#### What is expected
Change "sequin trim" to "lace trim" in everything from the start of the records down to the line containing "192 86 L 195", and write out that stretch again with nothing else altered.

#### Listed records
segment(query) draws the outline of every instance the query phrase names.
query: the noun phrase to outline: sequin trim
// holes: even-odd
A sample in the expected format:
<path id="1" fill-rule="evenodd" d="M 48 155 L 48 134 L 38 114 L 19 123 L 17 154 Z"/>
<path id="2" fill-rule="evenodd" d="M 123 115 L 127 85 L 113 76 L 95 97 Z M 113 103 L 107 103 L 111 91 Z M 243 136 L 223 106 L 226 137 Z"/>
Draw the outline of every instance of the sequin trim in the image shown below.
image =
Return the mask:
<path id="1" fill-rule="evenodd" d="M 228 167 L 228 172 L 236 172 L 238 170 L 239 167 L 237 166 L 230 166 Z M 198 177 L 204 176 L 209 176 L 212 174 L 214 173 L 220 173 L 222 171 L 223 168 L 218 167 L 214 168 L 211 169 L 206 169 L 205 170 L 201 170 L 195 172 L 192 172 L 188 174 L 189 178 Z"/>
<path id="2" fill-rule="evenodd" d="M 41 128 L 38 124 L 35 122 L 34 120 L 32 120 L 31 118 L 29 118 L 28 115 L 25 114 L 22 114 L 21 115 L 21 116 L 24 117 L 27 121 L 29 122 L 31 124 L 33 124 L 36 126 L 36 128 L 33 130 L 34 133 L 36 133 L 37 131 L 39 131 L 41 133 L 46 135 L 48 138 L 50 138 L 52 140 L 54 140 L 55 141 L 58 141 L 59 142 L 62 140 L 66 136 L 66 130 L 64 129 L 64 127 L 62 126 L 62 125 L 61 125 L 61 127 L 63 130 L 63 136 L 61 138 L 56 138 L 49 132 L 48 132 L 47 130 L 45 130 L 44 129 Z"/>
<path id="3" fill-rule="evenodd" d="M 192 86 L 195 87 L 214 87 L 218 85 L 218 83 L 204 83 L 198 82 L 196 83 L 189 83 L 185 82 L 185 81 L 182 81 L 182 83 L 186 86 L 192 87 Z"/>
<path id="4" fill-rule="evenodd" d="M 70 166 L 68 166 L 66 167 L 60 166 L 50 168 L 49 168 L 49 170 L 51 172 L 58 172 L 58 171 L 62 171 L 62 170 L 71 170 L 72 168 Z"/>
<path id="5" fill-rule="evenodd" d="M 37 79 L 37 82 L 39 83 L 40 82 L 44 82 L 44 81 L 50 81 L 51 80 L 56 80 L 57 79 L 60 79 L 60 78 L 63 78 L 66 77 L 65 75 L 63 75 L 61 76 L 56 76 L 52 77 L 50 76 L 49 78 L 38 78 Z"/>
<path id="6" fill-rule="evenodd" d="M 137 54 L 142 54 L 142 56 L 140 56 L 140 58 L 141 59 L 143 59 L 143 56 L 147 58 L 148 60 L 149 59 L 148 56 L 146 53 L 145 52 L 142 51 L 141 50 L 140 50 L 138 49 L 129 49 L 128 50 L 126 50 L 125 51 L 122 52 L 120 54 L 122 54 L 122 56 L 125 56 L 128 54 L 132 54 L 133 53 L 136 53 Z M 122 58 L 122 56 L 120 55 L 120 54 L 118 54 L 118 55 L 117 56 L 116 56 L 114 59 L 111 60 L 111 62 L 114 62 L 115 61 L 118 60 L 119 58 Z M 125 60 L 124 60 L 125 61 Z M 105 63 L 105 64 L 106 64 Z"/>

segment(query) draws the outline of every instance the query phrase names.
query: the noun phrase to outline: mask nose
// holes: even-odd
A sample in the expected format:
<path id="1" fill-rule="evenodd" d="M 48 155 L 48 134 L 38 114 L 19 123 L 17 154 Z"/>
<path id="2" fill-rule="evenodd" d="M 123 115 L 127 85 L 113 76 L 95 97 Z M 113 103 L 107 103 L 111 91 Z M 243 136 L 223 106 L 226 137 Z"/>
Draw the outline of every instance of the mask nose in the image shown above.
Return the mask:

#### Final answer
segment(query) draws the outline of every instance the query phrase names.
query: the noun phrase to outline: lace trim
// holes: even-odd
A sample in the expected format:
<path id="1" fill-rule="evenodd" d="M 48 155 L 48 134 L 38 114 L 19 123 L 17 154 Z"/>
<path id="2" fill-rule="evenodd" d="M 123 115 L 127 85 L 113 76 L 95 97 Z M 113 103 L 107 103 L 111 91 Z M 243 136 L 223 106 L 226 137 Z"/>
Draw the outline of every instance of the lace trim in the image shown below.
image =
Return the mask:
<path id="1" fill-rule="evenodd" d="M 228 167 L 228 172 L 236 172 L 238 170 L 239 167 L 237 166 L 230 166 Z M 198 177 L 204 176 L 209 176 L 212 174 L 214 173 L 220 173 L 222 171 L 223 168 L 218 167 L 214 168 L 211 169 L 206 169 L 205 170 L 201 170 L 195 172 L 192 172 L 188 174 L 189 178 Z"/>
<path id="2" fill-rule="evenodd" d="M 41 128 L 38 124 L 35 122 L 34 120 L 32 120 L 31 118 L 29 118 L 28 115 L 25 114 L 22 114 L 21 115 L 21 116 L 24 117 L 27 121 L 29 122 L 31 124 L 33 124 L 36 126 L 36 128 L 33 130 L 34 133 L 36 133 L 37 131 L 39 131 L 41 133 L 46 135 L 48 138 L 50 138 L 52 140 L 54 140 L 55 141 L 58 141 L 59 142 L 62 140 L 66 136 L 66 130 L 64 129 L 64 127 L 62 126 L 62 125 L 61 125 L 61 127 L 63 130 L 63 136 L 61 138 L 56 138 L 49 132 L 48 132 L 47 130 L 45 130 L 44 129 Z"/>
<path id="3" fill-rule="evenodd" d="M 192 86 L 195 87 L 214 87 L 218 85 L 218 83 L 204 83 L 198 82 L 196 83 L 189 83 L 185 82 L 185 81 L 182 81 L 182 83 L 186 86 L 192 87 Z"/>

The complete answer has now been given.